[IHRE AUFGABEN]
A: Wie viele SA-Männer rückten laut dem Textauszug über Ernst Friedrich vor das Anti-Kriegs-Museum?
B: Geben Sie aus der Auflistung weiter unten die Zeilen wortgetreu wieder, beginnend mit der Zeile, die "shown in [64,148]." enthält, und endend mit dem Ende der Auflistung.

[GEZEIGTER TEXTAUSZUG]

+ + + + + + +

Nationalsozialisten eröffnen die Hetzjagd auf Friedrich
Hellsichtig beobachtete Friedrich die politischen Tendenzen in der Weimarer Republik, beschloss aktiv dagegen anzugehen, debattierte in den Kreisen um Erich Mühsam über die nationalsozialistischen Tendenzen, wurde als Sprecher geladen, protestierte mit und stand am Ende doch am Rednerpult, getrieben vom Wunsch nach Frieden und Freiheit. Plakate zu seinen Kundgebungen warben laut Enkel Tommy Spree nur noch mit "Ernst Friedrich spricht"– das reichte schon um die Hallen zu füllen.
Den Nationalsozialisten war der engagierte Aufklärer und Pazifist ein Dorn im Auge. Nach der Machtergreifung gingen sie ihn und sein Museum aktiv an. "Zuerst wurden nur die Schaufenster zertreten,", erzählt Tommy Spree, "so oft, dass sich die Berliner Versicherungen weigerten, ihn weiter aufzunehmen."
Von 100 SA-Männern mit Knüppeln zusammengeschlagen
Friedrich beschreibt in seinen Erinnerungen selbst, wie ihn die SA immer stärker drangsalierte: "Etwa 100 Mann stark, rückten sie in voller Uniform vor das Anti-Kriegs-Museum und rissen die weiße Friedensfahne herunter. Ich wurde sofort umringt und von allen Seiten mit Knüppeln und Koppelschlössern niedergeschlagen. Jeder Nazi bemühte sich auf diese `Hitlerart` seine `Visitenkarte` bei mir abzugeben."

+ + + + + + +

[AUFLISTUNG]
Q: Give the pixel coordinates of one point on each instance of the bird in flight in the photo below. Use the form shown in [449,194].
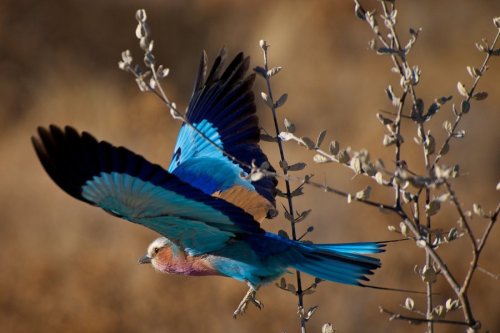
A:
[207,213]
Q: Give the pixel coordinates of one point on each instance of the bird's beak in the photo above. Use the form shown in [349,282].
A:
[145,259]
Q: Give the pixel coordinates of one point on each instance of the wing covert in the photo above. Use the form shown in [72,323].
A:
[222,107]
[127,185]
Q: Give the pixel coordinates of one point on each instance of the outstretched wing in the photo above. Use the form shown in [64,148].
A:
[128,186]
[222,107]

+ + + + + + +

[GELÖSTE AUFGABEN]
A: Etwa 100 Mann

B:
Q: Give the pixel coordinates of one point on each instance of the outstretched wing in the photo above. Use the form shown in [64,148].
A:
[128,186]
[222,107]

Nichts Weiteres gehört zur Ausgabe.